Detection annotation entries
■ ■ ■ ■ ■ ■ ■

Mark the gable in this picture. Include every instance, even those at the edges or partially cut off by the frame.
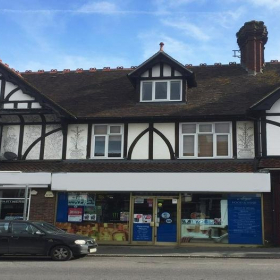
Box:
[0,79,42,109]
[128,51,196,88]
[0,62,72,117]
[141,63,183,78]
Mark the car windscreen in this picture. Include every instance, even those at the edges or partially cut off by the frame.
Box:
[34,222,64,233]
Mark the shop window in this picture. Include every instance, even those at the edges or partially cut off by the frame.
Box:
[92,124,123,158]
[180,123,231,158]
[181,194,228,243]
[0,189,30,220]
[56,193,130,242]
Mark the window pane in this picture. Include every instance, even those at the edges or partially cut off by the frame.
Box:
[217,135,228,156]
[215,123,229,133]
[142,82,153,100]
[94,136,105,157]
[108,136,122,157]
[110,125,121,133]
[198,134,213,157]
[155,82,167,99]
[0,222,9,235]
[199,124,212,132]
[182,124,196,133]
[94,125,107,134]
[170,82,181,100]
[183,135,194,157]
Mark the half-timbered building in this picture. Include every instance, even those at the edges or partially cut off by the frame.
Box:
[0,21,280,245]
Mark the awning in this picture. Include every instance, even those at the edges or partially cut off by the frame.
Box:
[51,173,270,193]
[0,172,52,188]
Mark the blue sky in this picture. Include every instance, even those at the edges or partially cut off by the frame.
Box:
[0,0,280,71]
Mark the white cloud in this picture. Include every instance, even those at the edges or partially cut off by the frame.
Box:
[138,31,194,63]
[248,0,280,10]
[161,19,210,41]
[77,1,120,14]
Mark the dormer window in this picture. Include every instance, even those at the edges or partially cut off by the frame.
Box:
[140,80,182,102]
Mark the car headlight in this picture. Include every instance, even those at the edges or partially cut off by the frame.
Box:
[75,240,86,245]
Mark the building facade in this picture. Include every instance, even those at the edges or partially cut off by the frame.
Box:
[0,21,280,245]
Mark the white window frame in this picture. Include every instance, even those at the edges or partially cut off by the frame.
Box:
[140,79,183,102]
[179,122,232,159]
[91,123,124,159]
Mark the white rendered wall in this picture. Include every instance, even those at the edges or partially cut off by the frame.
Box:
[141,71,149,78]
[22,125,42,159]
[153,123,175,159]
[266,99,280,156]
[44,124,63,159]
[0,125,20,159]
[266,116,280,156]
[174,70,182,76]
[66,124,88,159]
[4,82,18,98]
[163,64,171,77]
[4,82,41,109]
[236,121,255,158]
[127,123,149,159]
[152,64,160,77]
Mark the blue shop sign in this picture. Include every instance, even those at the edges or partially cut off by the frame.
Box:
[133,223,153,241]
[228,195,263,244]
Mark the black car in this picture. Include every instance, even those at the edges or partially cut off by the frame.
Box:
[0,220,98,261]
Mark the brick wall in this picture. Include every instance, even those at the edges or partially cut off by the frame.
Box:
[29,189,56,223]
[263,171,280,245]
[263,192,274,244]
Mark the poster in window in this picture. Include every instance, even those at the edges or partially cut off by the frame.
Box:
[84,206,96,221]
[120,212,129,222]
[68,208,83,222]
[68,193,95,206]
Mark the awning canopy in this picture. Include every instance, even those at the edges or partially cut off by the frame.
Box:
[0,172,52,188]
[51,173,270,193]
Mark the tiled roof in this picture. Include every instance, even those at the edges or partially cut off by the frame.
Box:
[0,160,256,173]
[22,63,280,118]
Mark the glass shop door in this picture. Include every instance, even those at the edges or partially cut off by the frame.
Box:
[132,197,179,245]
[155,198,178,245]
[132,197,155,245]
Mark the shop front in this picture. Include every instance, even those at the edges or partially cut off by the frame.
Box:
[0,172,51,220]
[52,174,270,246]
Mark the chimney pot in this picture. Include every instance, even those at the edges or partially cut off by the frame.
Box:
[159,42,164,52]
[236,20,268,75]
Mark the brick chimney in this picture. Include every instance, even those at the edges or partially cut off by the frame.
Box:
[236,20,268,75]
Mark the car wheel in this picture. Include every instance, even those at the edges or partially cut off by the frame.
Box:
[51,245,72,261]
[74,255,87,259]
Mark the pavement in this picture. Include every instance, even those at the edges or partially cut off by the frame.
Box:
[89,245,280,259]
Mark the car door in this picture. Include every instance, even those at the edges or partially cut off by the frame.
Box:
[9,221,46,255]
[0,221,11,255]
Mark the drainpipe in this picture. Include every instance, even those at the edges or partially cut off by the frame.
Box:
[23,185,28,221]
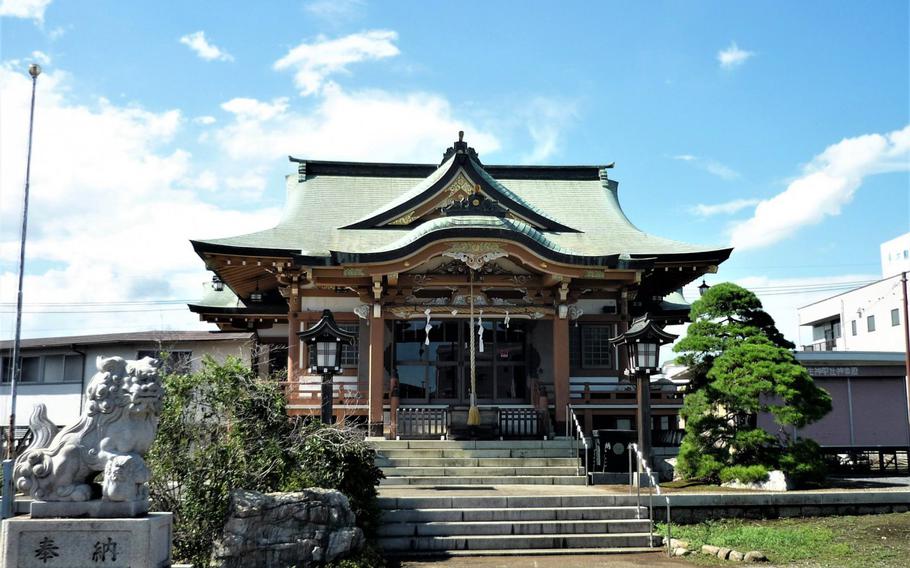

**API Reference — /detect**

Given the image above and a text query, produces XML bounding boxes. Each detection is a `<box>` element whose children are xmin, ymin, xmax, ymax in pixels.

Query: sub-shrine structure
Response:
<box><xmin>189</xmin><ymin>135</ymin><xmax>731</xmax><ymax>437</ymax></box>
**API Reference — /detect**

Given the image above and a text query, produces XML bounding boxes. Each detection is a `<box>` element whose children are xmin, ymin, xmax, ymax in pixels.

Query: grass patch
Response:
<box><xmin>659</xmin><ymin>513</ymin><xmax>910</xmax><ymax>568</ymax></box>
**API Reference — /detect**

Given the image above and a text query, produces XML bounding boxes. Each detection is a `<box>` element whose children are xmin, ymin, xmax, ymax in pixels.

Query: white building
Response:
<box><xmin>0</xmin><ymin>331</ymin><xmax>254</xmax><ymax>430</ymax></box>
<box><xmin>798</xmin><ymin>233</ymin><xmax>910</xmax><ymax>352</ymax></box>
<box><xmin>880</xmin><ymin>233</ymin><xmax>910</xmax><ymax>278</ymax></box>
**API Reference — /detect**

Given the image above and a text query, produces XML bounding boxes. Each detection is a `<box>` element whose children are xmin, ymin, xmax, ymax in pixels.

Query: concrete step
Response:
<box><xmin>380</xmin><ymin>475</ymin><xmax>586</xmax><ymax>487</ymax></box>
<box><xmin>379</xmin><ymin>532</ymin><xmax>662</xmax><ymax>553</ymax></box>
<box><xmin>382</xmin><ymin>507</ymin><xmax>648</xmax><ymax>523</ymax></box>
<box><xmin>379</xmin><ymin>519</ymin><xmax>651</xmax><ymax>537</ymax></box>
<box><xmin>377</xmin><ymin>448</ymin><xmax>574</xmax><ymax>459</ymax></box>
<box><xmin>385</xmin><ymin>546</ymin><xmax>656</xmax><ymax>564</ymax></box>
<box><xmin>378</xmin><ymin>494</ymin><xmax>644</xmax><ymax>510</ymax></box>
<box><xmin>376</xmin><ymin>455</ymin><xmax>580</xmax><ymax>466</ymax></box>
<box><xmin>382</xmin><ymin>464</ymin><xmax>580</xmax><ymax>477</ymax></box>
<box><xmin>370</xmin><ymin>439</ymin><xmax>575</xmax><ymax>450</ymax></box>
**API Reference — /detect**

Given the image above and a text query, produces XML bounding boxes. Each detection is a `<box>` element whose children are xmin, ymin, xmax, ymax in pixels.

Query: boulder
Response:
<box><xmin>721</xmin><ymin>469</ymin><xmax>793</xmax><ymax>491</ymax></box>
<box><xmin>701</xmin><ymin>544</ymin><xmax>720</xmax><ymax>556</ymax></box>
<box><xmin>670</xmin><ymin>538</ymin><xmax>689</xmax><ymax>548</ymax></box>
<box><xmin>210</xmin><ymin>488</ymin><xmax>364</xmax><ymax>568</ymax></box>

■ ■ ■ ■ ■ ■ ■

> _Exercise details_: Please rewrite the entries above, swapping "in this picture" for "in this image" wherever it occurs and leaving all other text unchanged. Omit the pictures from your answer.

> _Reply_:
Mark the gable in this image. Include every instance, even those at the edges or partially cut off by the frame.
Box:
[0,79,42,109]
[128,51,196,88]
[0,62,72,117]
[141,63,183,78]
Mark the car windscreen in this image. Include every instance, even those at the edges or partially cut off by the frame.
Box:
[34,222,64,233]
Mark the shop window in this image. Include every instance, even those at the edges or partially cut off by the frame.
Box:
[92,124,123,158]
[180,123,231,158]
[181,194,228,243]
[0,189,30,220]
[56,193,130,242]
Mark the window pane in this image. Include every instance, even those at the edges or partially cut off by the frame.
Box:
[217,135,228,156]
[215,123,229,133]
[142,82,153,100]
[94,136,105,157]
[108,136,122,157]
[110,125,121,133]
[198,134,213,157]
[155,82,167,99]
[0,222,9,235]
[199,124,212,132]
[182,124,196,133]
[94,125,107,134]
[170,82,181,100]
[183,135,194,157]
Mark the half-timbered building in this image. Include every instance, even those at the edges or partially cut off by the frame.
Box:
[0,21,280,245]
Mark the awning in this image. Include every instance, even those at the edges or partially cut off by the frame.
Box:
[51,173,270,193]
[0,172,52,188]
Mark the blue sky in this image. Include every instance, even those at the edges or partially cut off by the frame.
Box:
[0,0,280,71]
Mark the white cloud in this image. Include every instance, even those at the edges or partially cut off by the frame.
Box:
[138,31,194,63]
[248,0,280,10]
[161,19,210,41]
[77,1,120,14]
Mark the dormer window in this image. Include every instance, even those at the edges or partially cut off by the frame.
Box:
[140,80,182,102]
Mark the car headlight in this image. Include every instance, even those at the edges or partially cut off by the frame.
Box:
[75,240,86,245]
Mark the building facade in this image. Include every instance, even those at the edges or partially cut off by the frame.
Box:
[0,21,280,245]
Mark the white window frame in this image. Include every instance, even those at the edges or partially cut off by the frame.
Box:
[140,79,183,102]
[179,122,232,159]
[91,123,124,159]
Mark the white rendered wall in this image. Include every instance, even those at the edges or partially cut off by the frame.
Box:
[141,71,149,78]
[22,125,42,159]
[153,123,175,159]
[266,99,280,156]
[44,124,63,159]
[0,125,20,159]
[266,116,280,156]
[174,70,182,76]
[66,124,88,159]
[4,82,18,98]
[163,64,171,77]
[4,82,41,109]
[236,121,255,158]
[127,123,149,159]
[152,64,160,77]
Mark the blue shop sign in this image. Include every instance, even those at the edges or partially cut off by the frame.
Box:
[133,223,153,241]
[228,195,263,244]
Mark the black car in this image. Include every instance, even those at the edges or partially cut off by the frame.
Box:
[0,220,98,261]
Mark the brick wall in this image. Include every instance, even those at the edges or partially cut off by the frame.
Box:
[29,189,56,223]
[263,171,280,245]
[263,192,274,244]
Mark the poster in window in this image. Include every instance, even those at the edges or partially cut off by the frame.
Box:
[84,206,96,221]
[120,212,129,222]
[68,208,83,222]
[68,193,95,206]
Mark the awning canopy in this image. Include every instance, even those at the edges or partially cut off by the frame.
Box:
[0,172,52,188]
[51,173,270,193]
Mark the tiled roof in this image. Include every instance, even those at the edges or partially cut off by the frame.
Box:
[0,160,256,173]
[22,63,280,118]
Mark the glass shop door in this image. Include every instance, even those at the edges or partially cut off by the frame.
Box:
[132,197,179,245]
[155,198,178,245]
[132,197,155,245]
Mark the shop front in this image. Include every instance, even those at the edges or partially cut off by the frame.
Box:
[0,172,51,220]
[52,174,270,246]
Mark the chimney pot in this image. Include every instance, even those at the edges or partially cut off by the frame.
Box:
[159,42,164,52]
[236,20,268,75]
Mark the brick chimney in this image. Include every instance, even those at the edges or partially cut off by the frame.
Box:
[236,20,268,75]
Mark the car wheel in this image. Include every instance, even those at the edges or partially cut off by the frame.
Box:
[51,245,72,261]
[74,255,87,259]
Mark the pavement in this image. Include every instance, even those at the edges or partially cut off by the frame.
Box:
[89,245,280,259]
Mark the car door in this image. Include every instance, even those at the edges or partially cut off by the frame.
Box:
[9,221,46,255]
[0,221,11,255]
Mark the drainpipe in this image. Include every instance, even those at the edges or partially cut off by the frame.
Box:
[23,185,28,221]

**API Reference — /detect**

Given the image above and a text query, produces XML bounding boxes. Each detection is a `<box>` element whose children are xmin, ymin, xmax, ymax in pixels.

Query: sub-shrine structure
Response:
<box><xmin>189</xmin><ymin>135</ymin><xmax>731</xmax><ymax>437</ymax></box>
**API Reference — /detect**

Given the image above and a text query, produces XML bounding boxes. Each detection is a `<box>` element whose children are xmin, ymin, xmax, ymax in pixels.

Query: grass patch
Response:
<box><xmin>659</xmin><ymin>513</ymin><xmax>910</xmax><ymax>568</ymax></box>
**API Reference — /detect**

Given the image above and a text query, produces XML bounding boxes. Each detection is a `<box>` element whose children are xmin, ymin, xmax, ymax in pixels.

Query: white building
Response:
<box><xmin>0</xmin><ymin>331</ymin><xmax>254</xmax><ymax>430</ymax></box>
<box><xmin>798</xmin><ymin>233</ymin><xmax>910</xmax><ymax>352</ymax></box>
<box><xmin>880</xmin><ymin>233</ymin><xmax>910</xmax><ymax>278</ymax></box>
**API Reference — /detect**

Given the image above and a text query, produces XML bounding boxes. Each detection is a `<box>` element whose children are xmin, ymin, xmax, ymax in pixels.

Query: concrete step
Response:
<box><xmin>380</xmin><ymin>475</ymin><xmax>586</xmax><ymax>487</ymax></box>
<box><xmin>379</xmin><ymin>532</ymin><xmax>662</xmax><ymax>553</ymax></box>
<box><xmin>382</xmin><ymin>507</ymin><xmax>648</xmax><ymax>523</ymax></box>
<box><xmin>379</xmin><ymin>519</ymin><xmax>651</xmax><ymax>537</ymax></box>
<box><xmin>377</xmin><ymin>448</ymin><xmax>574</xmax><ymax>459</ymax></box>
<box><xmin>385</xmin><ymin>546</ymin><xmax>656</xmax><ymax>564</ymax></box>
<box><xmin>378</xmin><ymin>494</ymin><xmax>644</xmax><ymax>510</ymax></box>
<box><xmin>376</xmin><ymin>455</ymin><xmax>580</xmax><ymax>466</ymax></box>
<box><xmin>382</xmin><ymin>464</ymin><xmax>580</xmax><ymax>477</ymax></box>
<box><xmin>370</xmin><ymin>439</ymin><xmax>575</xmax><ymax>450</ymax></box>
**API Reference — /detect**

Given the image above and a text query, produces XML bounding boxes. Each detection is a `<box>` element whose children are xmin, ymin, xmax, ymax in pixels.

Query: boulder
Response:
<box><xmin>721</xmin><ymin>469</ymin><xmax>793</xmax><ymax>491</ymax></box>
<box><xmin>701</xmin><ymin>544</ymin><xmax>720</xmax><ymax>556</ymax></box>
<box><xmin>670</xmin><ymin>538</ymin><xmax>689</xmax><ymax>548</ymax></box>
<box><xmin>210</xmin><ymin>488</ymin><xmax>364</xmax><ymax>568</ymax></box>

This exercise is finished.